THE PROBLEM → From the entries below, output the line with "like point(305, 115)." and each following line up to and including the line with "like point(18, 288).", exactly as written.

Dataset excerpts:

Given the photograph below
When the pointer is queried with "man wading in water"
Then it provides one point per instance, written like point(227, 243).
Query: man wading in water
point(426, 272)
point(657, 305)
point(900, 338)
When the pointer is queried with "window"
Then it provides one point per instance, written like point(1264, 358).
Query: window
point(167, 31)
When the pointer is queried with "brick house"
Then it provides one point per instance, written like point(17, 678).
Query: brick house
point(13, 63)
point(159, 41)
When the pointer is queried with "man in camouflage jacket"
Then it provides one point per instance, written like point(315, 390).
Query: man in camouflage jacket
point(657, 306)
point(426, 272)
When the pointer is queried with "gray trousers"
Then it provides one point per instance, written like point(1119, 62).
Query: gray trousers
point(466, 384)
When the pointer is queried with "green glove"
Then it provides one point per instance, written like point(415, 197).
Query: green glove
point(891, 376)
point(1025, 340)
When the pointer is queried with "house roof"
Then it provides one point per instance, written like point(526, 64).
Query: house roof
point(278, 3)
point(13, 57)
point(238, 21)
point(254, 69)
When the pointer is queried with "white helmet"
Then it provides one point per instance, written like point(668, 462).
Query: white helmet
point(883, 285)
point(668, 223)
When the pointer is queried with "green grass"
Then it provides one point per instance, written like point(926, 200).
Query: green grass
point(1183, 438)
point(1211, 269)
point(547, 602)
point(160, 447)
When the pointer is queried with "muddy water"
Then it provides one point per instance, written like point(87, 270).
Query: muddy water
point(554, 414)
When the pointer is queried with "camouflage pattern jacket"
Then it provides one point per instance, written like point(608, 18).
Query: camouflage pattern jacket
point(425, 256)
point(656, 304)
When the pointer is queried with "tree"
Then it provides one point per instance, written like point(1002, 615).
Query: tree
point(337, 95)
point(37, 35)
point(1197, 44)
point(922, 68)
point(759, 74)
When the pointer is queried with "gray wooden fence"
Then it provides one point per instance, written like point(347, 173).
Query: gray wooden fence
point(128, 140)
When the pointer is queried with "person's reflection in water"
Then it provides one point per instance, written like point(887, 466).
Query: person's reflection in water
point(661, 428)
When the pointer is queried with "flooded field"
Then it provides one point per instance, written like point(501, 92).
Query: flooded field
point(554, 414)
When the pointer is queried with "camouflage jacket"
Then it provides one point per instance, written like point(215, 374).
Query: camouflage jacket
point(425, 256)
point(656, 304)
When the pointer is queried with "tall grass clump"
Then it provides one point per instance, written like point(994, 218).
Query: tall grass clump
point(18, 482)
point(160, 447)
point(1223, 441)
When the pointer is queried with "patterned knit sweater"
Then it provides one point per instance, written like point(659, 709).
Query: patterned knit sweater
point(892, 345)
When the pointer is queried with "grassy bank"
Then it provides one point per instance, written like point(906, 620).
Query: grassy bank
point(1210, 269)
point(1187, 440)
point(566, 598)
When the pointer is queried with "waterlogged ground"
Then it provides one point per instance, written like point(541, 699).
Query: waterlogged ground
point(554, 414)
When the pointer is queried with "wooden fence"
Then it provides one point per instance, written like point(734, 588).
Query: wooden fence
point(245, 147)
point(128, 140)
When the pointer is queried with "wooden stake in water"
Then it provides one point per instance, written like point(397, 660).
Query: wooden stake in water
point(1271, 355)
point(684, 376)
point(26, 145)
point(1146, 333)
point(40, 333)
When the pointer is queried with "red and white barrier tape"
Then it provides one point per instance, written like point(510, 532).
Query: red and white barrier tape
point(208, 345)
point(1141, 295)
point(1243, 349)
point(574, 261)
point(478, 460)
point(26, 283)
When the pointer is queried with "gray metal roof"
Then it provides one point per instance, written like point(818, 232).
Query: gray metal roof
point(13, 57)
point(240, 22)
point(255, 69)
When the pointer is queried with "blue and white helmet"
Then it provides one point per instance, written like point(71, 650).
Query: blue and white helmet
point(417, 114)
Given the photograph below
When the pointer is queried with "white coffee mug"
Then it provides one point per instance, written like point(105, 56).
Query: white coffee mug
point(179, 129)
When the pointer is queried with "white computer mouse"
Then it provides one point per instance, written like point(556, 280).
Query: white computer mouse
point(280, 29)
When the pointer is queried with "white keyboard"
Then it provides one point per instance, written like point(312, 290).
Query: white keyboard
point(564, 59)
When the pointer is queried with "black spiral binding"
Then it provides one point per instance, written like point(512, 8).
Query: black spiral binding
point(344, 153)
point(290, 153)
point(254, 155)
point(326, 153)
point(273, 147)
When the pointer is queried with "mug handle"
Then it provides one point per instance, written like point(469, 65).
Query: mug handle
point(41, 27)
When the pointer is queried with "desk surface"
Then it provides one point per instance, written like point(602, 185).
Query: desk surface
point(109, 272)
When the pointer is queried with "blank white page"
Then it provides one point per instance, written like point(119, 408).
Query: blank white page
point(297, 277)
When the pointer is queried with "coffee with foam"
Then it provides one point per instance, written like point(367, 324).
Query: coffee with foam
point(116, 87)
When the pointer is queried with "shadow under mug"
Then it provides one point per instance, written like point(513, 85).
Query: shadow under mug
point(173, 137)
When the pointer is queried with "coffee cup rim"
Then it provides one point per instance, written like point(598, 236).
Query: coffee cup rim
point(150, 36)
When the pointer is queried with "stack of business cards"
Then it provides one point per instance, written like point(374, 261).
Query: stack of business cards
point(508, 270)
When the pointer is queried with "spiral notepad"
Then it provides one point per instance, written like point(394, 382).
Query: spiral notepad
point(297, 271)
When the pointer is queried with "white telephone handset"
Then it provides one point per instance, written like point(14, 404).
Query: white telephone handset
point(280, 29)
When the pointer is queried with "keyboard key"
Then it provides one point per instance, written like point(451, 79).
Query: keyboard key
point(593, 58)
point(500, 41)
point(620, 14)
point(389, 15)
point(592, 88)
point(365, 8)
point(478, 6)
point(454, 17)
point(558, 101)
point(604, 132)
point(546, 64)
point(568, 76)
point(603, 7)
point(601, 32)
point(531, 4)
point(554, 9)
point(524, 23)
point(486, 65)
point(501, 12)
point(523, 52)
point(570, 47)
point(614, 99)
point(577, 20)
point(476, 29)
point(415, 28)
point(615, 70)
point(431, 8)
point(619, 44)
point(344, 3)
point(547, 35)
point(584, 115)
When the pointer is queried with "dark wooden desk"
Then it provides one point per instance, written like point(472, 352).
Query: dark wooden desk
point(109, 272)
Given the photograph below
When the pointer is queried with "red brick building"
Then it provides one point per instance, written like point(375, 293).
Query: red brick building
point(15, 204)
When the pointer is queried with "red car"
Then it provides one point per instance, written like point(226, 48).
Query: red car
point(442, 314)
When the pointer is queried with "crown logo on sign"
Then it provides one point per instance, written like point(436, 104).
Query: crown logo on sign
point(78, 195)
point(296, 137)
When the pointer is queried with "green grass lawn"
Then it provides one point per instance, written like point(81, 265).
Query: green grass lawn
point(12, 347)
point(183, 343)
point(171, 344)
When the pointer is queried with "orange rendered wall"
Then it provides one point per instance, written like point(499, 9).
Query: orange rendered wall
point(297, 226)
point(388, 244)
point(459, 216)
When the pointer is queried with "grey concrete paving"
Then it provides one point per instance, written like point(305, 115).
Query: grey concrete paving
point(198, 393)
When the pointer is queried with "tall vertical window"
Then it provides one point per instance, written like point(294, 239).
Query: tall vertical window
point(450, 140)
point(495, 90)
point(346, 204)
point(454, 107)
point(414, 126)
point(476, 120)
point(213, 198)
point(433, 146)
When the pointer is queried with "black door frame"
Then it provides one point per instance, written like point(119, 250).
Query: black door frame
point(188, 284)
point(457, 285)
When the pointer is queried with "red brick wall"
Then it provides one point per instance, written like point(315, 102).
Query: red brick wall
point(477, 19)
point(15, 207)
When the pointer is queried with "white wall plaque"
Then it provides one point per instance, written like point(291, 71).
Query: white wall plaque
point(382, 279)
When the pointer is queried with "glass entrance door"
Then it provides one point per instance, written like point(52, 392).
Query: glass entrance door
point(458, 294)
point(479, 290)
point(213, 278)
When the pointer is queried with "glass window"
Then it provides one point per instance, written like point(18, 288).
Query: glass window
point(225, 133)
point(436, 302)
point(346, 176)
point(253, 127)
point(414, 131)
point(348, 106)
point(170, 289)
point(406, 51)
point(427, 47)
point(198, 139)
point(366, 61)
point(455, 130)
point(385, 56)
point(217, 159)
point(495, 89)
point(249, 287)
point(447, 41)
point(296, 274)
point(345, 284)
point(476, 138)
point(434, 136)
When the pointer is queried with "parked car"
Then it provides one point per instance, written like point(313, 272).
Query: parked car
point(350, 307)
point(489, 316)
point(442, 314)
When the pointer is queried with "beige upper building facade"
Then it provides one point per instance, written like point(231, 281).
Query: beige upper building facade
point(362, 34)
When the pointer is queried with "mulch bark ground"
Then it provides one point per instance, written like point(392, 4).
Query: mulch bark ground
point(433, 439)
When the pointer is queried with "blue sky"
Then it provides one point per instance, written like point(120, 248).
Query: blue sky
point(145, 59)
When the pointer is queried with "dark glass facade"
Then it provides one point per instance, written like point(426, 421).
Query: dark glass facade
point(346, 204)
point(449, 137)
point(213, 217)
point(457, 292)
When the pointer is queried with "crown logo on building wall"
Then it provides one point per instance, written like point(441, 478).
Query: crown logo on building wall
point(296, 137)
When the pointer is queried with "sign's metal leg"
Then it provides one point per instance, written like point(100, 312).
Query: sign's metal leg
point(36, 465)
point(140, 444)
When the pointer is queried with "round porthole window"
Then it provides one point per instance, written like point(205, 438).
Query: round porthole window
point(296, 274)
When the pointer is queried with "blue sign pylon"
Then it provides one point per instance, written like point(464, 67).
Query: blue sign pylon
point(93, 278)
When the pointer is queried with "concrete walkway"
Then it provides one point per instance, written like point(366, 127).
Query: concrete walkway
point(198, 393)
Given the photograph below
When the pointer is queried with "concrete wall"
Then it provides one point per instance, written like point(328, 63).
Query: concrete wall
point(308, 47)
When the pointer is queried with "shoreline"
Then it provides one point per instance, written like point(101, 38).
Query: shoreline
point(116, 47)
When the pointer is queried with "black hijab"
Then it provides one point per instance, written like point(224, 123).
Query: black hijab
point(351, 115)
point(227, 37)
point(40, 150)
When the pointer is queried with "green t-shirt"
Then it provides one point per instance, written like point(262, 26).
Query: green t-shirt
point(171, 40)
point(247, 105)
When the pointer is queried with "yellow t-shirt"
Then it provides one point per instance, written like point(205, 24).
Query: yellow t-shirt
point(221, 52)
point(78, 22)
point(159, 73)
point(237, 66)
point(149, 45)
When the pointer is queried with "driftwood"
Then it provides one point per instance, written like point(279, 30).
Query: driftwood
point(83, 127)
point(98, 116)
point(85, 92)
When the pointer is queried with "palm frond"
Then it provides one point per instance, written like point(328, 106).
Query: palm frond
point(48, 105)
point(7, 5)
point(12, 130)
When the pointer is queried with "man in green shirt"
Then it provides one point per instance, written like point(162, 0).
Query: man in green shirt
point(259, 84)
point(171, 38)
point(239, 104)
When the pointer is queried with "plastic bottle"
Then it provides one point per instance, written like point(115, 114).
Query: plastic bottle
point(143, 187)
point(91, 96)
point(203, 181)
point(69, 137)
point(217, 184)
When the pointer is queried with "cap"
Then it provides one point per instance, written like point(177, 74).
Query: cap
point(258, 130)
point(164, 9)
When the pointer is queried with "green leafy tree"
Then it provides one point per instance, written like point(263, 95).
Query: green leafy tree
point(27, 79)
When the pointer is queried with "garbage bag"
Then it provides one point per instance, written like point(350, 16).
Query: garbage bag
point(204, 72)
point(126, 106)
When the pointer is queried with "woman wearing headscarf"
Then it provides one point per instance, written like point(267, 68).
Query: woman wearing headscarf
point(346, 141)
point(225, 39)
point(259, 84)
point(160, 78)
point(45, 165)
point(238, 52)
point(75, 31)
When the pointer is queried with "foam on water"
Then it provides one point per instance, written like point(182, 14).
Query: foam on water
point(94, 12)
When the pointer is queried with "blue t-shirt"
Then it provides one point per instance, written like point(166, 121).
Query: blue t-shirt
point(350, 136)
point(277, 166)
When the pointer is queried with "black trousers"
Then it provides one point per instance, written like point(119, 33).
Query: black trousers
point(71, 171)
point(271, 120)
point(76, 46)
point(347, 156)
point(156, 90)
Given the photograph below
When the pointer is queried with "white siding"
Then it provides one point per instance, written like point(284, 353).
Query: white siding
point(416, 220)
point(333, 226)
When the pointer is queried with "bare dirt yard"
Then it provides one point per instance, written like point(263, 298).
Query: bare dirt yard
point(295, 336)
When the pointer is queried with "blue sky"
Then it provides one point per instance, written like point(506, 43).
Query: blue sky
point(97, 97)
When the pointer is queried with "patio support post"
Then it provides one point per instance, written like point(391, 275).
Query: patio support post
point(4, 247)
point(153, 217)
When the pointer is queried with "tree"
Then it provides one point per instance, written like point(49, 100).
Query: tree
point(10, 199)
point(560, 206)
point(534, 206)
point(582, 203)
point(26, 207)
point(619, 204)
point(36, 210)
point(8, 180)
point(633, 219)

OUTPUT OF THE TASK →
Then it provides one point per instance, written like point(305, 115).
Query: grey concrete paving
point(198, 393)
When the pointer is queried with "tall vertical window"
Then it provides one point per instance, written like point(294, 239).
Query: tall vertical window
point(450, 140)
point(495, 90)
point(346, 204)
point(454, 107)
point(414, 126)
point(476, 120)
point(213, 198)
point(433, 146)
When the pointer is queried with "black door frame"
Then it provides one point per instance, written like point(119, 250).
Query: black door frame
point(188, 284)
point(457, 285)
When the pointer is queried with "red brick wall"
Then it provides one point per instance, written like point(315, 102).
Query: red brick wall
point(477, 19)
point(15, 207)
When the pointer is queried with "white wall plaque"
Then it provides one point per instance, written like point(291, 71).
Query: white wall plaque
point(382, 279)
When the pointer is queried with "glass entrance door"
Then it provides one point per instance, written like point(52, 392).
Query: glass entrance door
point(458, 294)
point(479, 290)
point(213, 278)
When the pointer is queried with "glass window"
Then it provides one point per instance, written like point(18, 288).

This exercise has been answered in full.